*** BRANO DA LEGGERE ***

Il contributo delle Chiese evangeliche alla crisi climatica
Tratto da: Adista Segni Nuovi n° 43 del 14/12/2024
Beati/e coloro che amano la Terra, loro madre, e volontariamente, si adoperano per impedirle di morire. Nell’afflizione per il suo dolore, piangono fiumi di sangue, nella gioia del suo amore conversano con gli alberi. Beati/e coloro che trovano il coraggio di compiere ogni giorno almeno un piccolo gesto per sostenere l’esistenza di un’altra creatura: pianta, animale, fiume, essere umano. A loro si uniranno moltitudini. Beati/e coloro che non temono la morte: a loro appartiene la forza di immaginare il futuro in un filo d’erba. Beati/e coloro che amano e sostengono attivamente la diversità della vita; essi saranno sicuri nella loro pluralità. Beati/e coloro che possiedono la conoscenza.

*** DATI REGISTRATI ***

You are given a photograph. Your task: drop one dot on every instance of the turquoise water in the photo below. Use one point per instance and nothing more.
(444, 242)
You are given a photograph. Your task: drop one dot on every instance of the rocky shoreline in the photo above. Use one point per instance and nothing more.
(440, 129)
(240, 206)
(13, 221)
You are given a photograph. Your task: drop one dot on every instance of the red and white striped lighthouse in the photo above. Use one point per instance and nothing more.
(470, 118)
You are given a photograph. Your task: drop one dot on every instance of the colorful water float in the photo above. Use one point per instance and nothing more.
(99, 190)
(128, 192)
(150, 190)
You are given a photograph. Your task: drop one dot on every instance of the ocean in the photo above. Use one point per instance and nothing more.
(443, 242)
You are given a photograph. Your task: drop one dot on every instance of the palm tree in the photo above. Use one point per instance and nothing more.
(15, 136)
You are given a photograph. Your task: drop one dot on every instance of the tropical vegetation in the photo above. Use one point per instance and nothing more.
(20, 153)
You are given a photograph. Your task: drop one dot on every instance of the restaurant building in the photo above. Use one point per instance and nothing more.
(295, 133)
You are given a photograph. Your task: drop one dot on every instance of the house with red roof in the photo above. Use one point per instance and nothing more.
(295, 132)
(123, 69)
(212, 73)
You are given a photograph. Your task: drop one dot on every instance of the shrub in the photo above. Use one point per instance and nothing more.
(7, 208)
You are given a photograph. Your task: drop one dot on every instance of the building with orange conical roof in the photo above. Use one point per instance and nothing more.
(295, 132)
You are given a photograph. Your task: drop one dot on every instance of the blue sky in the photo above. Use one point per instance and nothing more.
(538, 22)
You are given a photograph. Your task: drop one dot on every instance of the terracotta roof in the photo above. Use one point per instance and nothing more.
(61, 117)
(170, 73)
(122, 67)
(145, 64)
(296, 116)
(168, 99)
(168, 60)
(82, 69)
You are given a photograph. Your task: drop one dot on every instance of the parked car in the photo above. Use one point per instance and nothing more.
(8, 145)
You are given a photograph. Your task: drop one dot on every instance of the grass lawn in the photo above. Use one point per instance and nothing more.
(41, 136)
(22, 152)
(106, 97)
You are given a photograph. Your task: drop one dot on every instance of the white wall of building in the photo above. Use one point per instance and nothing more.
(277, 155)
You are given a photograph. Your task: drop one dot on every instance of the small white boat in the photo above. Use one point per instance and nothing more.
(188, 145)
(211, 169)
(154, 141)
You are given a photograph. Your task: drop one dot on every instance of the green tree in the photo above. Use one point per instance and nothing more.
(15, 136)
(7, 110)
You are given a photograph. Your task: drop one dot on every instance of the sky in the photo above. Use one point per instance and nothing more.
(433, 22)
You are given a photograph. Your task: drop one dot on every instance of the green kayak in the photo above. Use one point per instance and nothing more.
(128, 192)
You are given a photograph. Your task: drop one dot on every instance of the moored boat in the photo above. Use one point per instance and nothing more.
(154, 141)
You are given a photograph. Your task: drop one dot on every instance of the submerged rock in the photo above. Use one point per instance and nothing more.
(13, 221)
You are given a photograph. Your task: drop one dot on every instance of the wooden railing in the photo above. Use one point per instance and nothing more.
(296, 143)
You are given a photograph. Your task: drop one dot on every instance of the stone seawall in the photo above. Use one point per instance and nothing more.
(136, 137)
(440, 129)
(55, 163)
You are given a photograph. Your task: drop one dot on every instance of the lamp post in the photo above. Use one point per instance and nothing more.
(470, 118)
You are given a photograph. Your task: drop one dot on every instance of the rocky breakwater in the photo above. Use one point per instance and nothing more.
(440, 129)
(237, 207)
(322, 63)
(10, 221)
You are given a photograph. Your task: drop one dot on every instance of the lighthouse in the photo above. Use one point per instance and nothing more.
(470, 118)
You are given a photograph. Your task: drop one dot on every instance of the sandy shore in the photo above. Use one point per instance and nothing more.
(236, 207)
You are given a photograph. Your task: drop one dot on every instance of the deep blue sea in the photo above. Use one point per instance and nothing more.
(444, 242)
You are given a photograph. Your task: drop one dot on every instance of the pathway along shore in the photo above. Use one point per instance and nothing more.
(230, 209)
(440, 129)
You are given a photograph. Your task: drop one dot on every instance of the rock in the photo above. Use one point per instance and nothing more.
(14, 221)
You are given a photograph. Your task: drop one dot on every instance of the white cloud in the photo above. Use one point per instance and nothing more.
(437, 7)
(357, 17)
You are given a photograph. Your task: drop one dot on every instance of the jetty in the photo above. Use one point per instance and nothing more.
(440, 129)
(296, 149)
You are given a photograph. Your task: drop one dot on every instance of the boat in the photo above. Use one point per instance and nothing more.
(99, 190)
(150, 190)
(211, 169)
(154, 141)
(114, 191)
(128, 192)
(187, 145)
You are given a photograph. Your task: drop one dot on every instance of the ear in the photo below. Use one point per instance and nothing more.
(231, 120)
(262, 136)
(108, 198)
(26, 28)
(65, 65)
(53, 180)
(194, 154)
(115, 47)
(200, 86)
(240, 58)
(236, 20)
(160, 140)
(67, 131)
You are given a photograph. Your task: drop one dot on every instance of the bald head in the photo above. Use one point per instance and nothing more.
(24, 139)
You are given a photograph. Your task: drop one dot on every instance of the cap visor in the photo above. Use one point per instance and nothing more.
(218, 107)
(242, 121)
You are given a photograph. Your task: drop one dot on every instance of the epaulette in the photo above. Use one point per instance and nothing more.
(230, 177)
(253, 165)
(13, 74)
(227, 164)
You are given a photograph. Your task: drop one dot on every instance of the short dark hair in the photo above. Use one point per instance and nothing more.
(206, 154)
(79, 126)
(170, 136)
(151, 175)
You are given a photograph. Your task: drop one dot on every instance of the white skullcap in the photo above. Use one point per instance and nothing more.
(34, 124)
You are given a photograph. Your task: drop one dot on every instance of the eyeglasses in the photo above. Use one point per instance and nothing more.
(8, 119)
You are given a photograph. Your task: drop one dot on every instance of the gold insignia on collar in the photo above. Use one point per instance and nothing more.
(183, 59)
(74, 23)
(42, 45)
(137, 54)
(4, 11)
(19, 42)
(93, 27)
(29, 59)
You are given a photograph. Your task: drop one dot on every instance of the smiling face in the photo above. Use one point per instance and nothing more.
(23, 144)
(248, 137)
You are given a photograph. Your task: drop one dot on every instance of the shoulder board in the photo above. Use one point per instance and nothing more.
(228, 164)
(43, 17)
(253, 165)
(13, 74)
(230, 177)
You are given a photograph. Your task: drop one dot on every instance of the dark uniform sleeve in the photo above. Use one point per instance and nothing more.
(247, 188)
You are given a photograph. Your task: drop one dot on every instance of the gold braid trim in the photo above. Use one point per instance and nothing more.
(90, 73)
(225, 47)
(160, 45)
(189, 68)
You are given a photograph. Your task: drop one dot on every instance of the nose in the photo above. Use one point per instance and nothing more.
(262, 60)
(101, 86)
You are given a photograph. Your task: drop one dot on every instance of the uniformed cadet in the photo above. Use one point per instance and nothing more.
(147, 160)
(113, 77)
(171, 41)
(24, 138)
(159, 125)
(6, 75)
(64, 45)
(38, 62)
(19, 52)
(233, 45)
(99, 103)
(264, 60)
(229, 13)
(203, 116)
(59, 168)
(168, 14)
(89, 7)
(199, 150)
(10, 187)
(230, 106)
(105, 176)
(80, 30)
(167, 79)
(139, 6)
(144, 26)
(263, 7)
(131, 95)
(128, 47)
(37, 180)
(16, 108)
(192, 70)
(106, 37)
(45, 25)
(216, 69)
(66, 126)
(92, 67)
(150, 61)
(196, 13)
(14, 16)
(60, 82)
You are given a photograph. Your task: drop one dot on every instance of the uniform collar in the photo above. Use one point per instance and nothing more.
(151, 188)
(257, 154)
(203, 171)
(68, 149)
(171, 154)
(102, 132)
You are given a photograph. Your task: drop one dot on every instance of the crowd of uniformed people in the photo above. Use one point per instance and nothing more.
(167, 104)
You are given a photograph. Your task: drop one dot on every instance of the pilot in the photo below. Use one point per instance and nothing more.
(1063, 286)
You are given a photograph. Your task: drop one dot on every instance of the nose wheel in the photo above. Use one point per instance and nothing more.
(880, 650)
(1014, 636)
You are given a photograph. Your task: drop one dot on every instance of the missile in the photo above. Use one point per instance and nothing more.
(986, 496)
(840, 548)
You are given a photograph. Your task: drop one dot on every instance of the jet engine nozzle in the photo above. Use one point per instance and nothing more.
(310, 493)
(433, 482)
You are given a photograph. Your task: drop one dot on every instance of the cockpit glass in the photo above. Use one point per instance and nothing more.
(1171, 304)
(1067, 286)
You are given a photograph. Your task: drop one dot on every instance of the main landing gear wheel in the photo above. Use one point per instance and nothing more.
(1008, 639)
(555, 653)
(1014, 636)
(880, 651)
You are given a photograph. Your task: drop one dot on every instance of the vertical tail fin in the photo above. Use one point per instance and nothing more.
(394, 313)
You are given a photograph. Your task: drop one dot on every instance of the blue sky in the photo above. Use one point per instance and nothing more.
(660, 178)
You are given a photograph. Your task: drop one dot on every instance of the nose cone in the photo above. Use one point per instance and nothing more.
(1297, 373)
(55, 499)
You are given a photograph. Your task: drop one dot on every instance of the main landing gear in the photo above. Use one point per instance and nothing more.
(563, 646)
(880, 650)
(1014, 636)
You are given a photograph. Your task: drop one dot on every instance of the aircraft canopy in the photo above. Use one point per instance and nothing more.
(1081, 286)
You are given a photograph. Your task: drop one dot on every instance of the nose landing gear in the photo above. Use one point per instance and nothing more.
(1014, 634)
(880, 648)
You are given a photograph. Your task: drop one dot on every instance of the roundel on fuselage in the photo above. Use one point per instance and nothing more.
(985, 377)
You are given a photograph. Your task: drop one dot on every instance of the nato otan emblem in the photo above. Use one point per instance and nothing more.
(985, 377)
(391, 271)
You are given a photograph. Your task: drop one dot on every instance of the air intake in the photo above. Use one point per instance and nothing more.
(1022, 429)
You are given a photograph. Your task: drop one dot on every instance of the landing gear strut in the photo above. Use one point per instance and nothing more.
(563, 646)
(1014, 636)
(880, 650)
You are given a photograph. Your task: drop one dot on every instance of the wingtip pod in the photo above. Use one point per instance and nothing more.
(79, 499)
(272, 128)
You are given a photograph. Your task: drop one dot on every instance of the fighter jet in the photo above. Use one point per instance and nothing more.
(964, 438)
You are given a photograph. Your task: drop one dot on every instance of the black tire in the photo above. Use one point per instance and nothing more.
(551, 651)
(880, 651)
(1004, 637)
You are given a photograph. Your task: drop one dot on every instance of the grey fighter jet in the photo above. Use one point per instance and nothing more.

***

### CONSEGNE DI LAVORO
(a) Spiega in una o due frasi perché, secondo il brano sulle beatitudini della Terra, sono beati coloro che non temono la morte.
(b) Elenca tutte le creature che il brano sulle beatitudini della Terra cita come esempi di «un'altra creatura».
(c) Prosegui il brano sulle beatitudini della Terra partendo dalla sua ultima frase.

### SOLUZIONI DEGLI ESERCIZI
(a) Sono beati perché a loro appartiene la forza di immaginare il futuro in un filo d'erba.

(b) pianta, animale, fiume, essere umano

(c)
[Alice Walker,“Le beatitudini secondo Shug”]
Il cambiamento climatico rappresenta una delle sfide più gravi e urgenti del nostro tempo. Le sue conseguenze – dall’innalzamento delle temperature globali all’aumento di eventi meteorologici estremi, dalla perdita della biodiversità all’insicurezza alimentare – richiedono un’azione collettiva e coordinata. Per la comunità di fede, questa crisi non è solo ambientale, ma anche etica e spirituale. Le Chiese evangeliche, radicate in una visione teologica di cura del creato, si impegnano a rispondere a questa emergenza con azioni concrete e attraverso un dialogo in terreligioso volto a promuovere la giustizia climatica globale. Un recente rapporto del National Center for Climate Restoration australiano ha identificato il 2050 come la data critica, avvertendo che il superamento della soglia di + 3°C di riscaldamento globale porterà a un deterioramento irreversibile del pianeta. Questo allarme è stato accolto da molte organizzazioni ecclesiali, che hanno intensificato il loro impegno per la giustizia climatica.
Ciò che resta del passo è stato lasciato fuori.